To do:
Copy out the stretch of lines from the one containing "Find the lake" through the one containing "x=137, y=211", raising every x and y coordinate by 91 and keeping all other wording as it is. Leave the pictures out.

The records start

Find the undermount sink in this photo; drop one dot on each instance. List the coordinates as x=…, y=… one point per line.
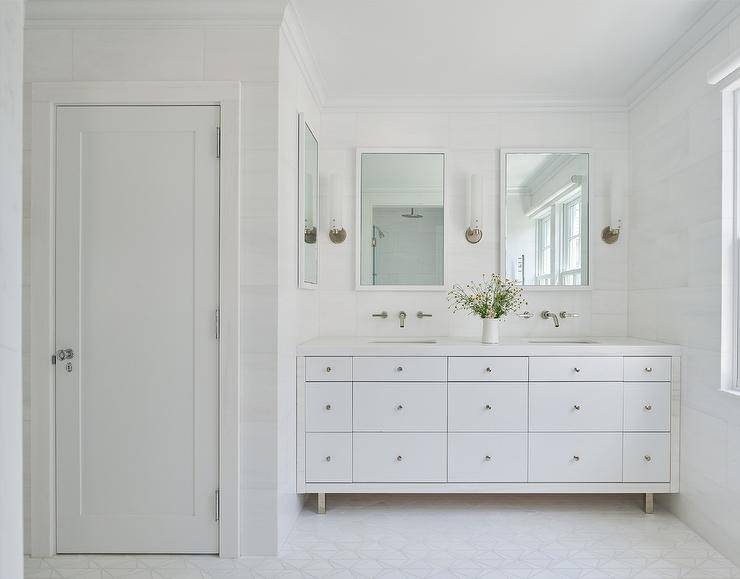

The records end
The records start

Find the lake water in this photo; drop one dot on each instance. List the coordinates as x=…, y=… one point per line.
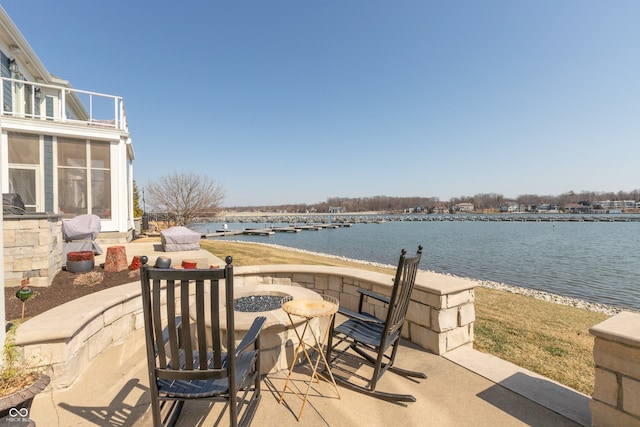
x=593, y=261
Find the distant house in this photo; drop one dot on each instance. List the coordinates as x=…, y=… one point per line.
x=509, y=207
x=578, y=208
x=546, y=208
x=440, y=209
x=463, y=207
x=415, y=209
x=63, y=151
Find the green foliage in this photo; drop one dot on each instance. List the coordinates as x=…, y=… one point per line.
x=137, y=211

The records end

Written answer:
Find the lake water in this photo; drop one dot on each instance. List the coordinates as x=…, y=… one point per line.
x=684, y=352
Find the distant house in this photo; drop one dot on each instance. List the coordinates as x=…, y=… one point per line.
x=600, y=298
x=669, y=299
x=637, y=299
x=531, y=300
x=554, y=298
x=506, y=300
x=154, y=242
Find the green foliage in this photo; drop one dot on each instance. List the coordinates as x=…, y=… one point per line.
x=228, y=302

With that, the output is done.